▶ **Work instructions**:
Can you print, with no changes, the items from the line containing "Let me know if the second" through the line containing "[292,292,515,368]", both of those lines included?

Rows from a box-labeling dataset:

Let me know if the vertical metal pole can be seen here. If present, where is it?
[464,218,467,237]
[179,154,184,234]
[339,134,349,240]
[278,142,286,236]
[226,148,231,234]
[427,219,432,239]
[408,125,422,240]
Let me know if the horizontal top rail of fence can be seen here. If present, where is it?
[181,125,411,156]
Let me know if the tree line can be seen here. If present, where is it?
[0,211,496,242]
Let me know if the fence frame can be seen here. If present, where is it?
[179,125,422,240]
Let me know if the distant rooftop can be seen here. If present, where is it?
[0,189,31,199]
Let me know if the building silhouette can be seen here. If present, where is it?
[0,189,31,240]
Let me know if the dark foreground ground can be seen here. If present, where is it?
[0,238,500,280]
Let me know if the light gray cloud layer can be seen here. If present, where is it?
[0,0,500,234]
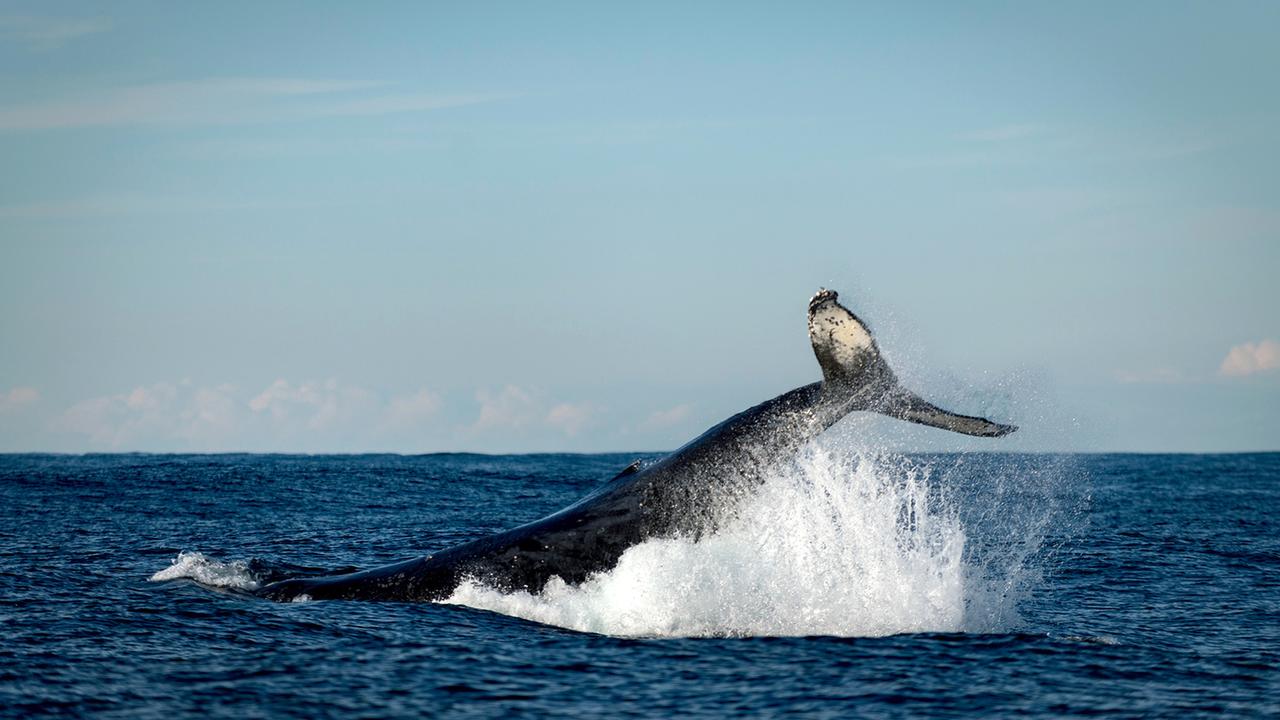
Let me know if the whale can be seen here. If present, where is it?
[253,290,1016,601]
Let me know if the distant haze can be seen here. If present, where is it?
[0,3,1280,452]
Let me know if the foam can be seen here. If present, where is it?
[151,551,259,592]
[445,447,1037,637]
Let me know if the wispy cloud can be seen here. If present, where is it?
--
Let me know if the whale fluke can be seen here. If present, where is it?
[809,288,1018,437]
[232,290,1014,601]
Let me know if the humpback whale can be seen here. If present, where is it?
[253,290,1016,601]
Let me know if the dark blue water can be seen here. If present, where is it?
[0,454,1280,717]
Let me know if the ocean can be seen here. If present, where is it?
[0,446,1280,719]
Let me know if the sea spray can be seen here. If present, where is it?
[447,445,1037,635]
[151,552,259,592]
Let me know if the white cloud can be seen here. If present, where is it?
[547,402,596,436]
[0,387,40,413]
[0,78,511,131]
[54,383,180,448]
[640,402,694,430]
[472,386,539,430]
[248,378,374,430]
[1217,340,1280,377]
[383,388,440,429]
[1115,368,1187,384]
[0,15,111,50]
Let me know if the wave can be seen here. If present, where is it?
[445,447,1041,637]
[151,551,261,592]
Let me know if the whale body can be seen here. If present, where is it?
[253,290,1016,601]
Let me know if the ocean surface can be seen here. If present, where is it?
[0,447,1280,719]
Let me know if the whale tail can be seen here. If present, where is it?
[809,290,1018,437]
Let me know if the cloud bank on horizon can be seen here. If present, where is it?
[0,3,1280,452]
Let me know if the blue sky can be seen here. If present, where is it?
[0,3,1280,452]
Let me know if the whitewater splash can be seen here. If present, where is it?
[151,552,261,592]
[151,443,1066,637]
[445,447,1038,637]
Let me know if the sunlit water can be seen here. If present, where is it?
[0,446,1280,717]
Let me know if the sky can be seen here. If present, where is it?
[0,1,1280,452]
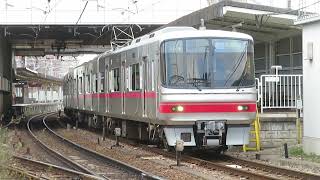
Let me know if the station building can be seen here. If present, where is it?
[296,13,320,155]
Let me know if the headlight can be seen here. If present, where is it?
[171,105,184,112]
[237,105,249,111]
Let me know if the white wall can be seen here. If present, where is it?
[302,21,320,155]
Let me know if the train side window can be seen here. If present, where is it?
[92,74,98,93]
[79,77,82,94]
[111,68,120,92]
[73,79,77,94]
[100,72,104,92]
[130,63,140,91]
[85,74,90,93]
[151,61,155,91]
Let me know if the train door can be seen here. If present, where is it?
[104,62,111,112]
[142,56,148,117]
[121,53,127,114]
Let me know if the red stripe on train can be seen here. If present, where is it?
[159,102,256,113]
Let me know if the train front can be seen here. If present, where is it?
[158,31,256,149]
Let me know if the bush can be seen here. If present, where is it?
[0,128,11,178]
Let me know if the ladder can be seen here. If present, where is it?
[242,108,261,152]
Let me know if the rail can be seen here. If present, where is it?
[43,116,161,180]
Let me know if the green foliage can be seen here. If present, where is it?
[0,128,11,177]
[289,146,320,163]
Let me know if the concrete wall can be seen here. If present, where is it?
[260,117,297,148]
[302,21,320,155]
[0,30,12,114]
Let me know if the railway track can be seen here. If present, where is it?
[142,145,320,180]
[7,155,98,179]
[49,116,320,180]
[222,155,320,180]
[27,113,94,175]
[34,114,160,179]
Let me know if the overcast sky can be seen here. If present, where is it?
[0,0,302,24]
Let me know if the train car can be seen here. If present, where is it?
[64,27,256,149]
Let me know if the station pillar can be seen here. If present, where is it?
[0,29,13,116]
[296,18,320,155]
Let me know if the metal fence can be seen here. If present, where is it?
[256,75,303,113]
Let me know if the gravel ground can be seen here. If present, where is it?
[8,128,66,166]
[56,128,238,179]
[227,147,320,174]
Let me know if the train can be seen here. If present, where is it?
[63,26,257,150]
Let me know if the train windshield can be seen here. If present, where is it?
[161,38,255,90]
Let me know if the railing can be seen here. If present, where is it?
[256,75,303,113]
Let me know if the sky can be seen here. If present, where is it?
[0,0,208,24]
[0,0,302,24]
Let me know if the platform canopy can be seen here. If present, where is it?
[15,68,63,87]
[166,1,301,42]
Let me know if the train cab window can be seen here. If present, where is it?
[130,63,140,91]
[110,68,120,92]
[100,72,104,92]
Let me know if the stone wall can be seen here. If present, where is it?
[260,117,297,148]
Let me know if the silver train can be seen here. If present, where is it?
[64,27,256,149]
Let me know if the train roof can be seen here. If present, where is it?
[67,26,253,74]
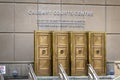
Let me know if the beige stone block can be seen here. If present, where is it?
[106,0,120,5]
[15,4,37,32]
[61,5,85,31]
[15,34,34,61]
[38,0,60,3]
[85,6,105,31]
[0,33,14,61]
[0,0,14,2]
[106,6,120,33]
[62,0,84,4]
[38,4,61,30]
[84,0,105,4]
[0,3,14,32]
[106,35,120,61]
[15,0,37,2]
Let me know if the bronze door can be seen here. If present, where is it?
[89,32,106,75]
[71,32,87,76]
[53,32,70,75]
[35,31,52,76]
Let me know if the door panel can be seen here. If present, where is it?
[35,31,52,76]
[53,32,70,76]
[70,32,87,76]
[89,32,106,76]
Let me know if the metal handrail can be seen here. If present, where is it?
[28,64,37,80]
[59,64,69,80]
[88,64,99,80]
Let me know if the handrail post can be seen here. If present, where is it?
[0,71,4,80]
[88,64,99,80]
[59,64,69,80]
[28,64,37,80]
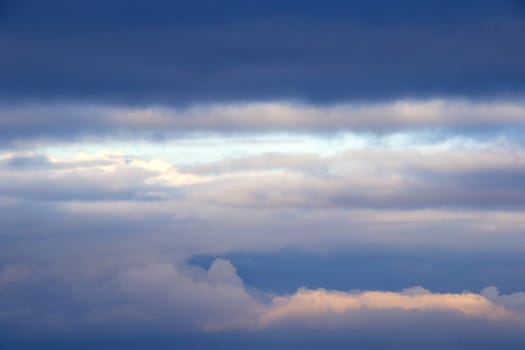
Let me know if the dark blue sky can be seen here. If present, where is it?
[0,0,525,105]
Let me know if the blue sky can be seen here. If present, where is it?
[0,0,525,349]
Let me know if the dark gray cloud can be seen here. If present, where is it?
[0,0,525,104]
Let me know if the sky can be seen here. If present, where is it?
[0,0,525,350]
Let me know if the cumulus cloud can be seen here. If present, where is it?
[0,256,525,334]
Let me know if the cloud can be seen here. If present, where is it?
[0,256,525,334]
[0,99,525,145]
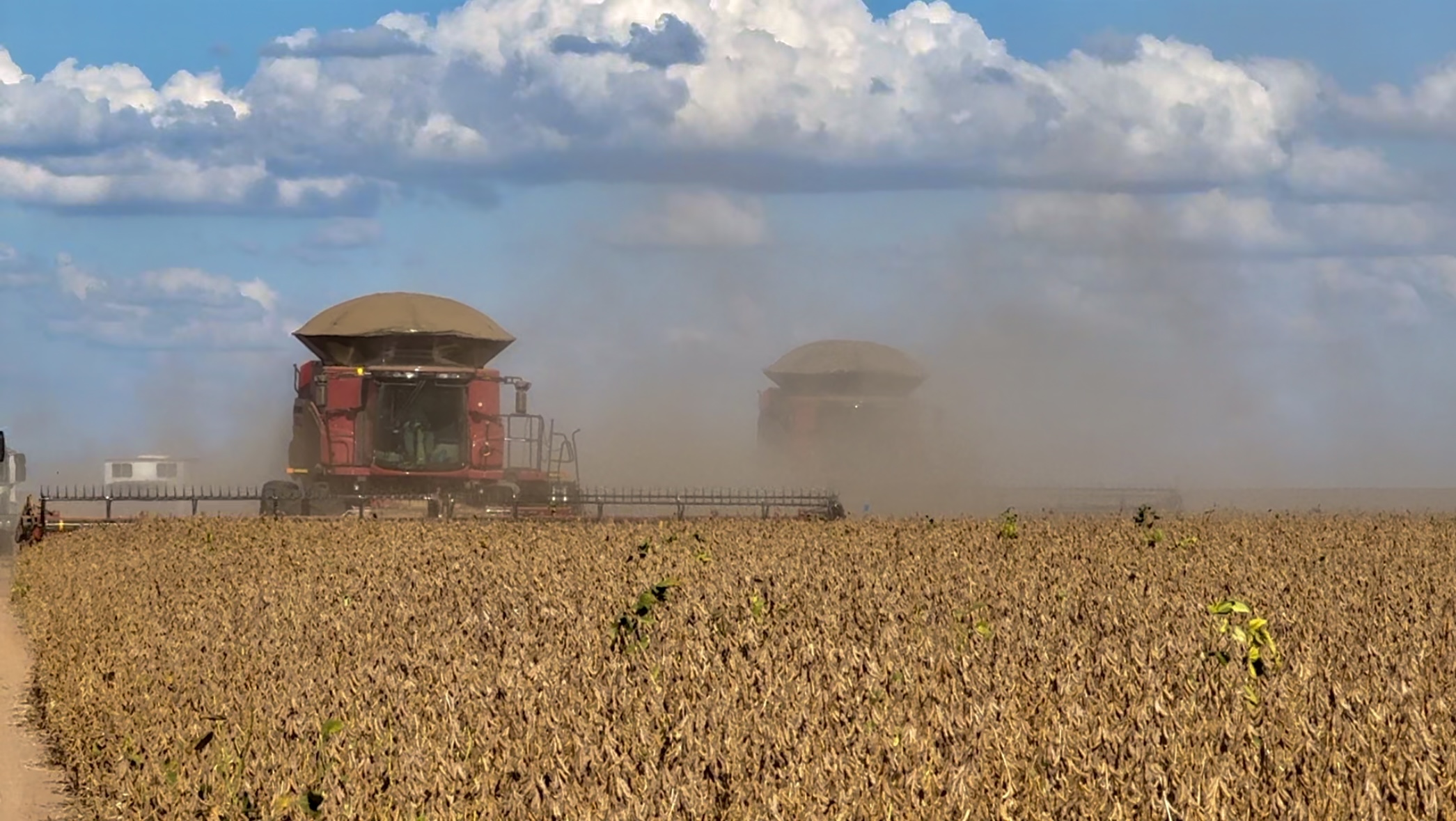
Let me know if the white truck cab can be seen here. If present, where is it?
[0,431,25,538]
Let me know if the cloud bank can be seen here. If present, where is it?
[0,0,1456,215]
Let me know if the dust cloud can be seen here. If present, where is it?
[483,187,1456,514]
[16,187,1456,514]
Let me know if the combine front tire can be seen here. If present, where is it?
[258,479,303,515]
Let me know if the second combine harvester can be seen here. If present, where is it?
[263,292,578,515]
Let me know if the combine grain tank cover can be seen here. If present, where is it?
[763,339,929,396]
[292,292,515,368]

▶ **Answer to this task**:
Let me know if the second combine harvester can be seen here. If present, where is it?
[263,292,578,515]
Let me know if the combine grain tank cover can be seen here. If present, where is it?
[763,339,929,396]
[292,292,515,368]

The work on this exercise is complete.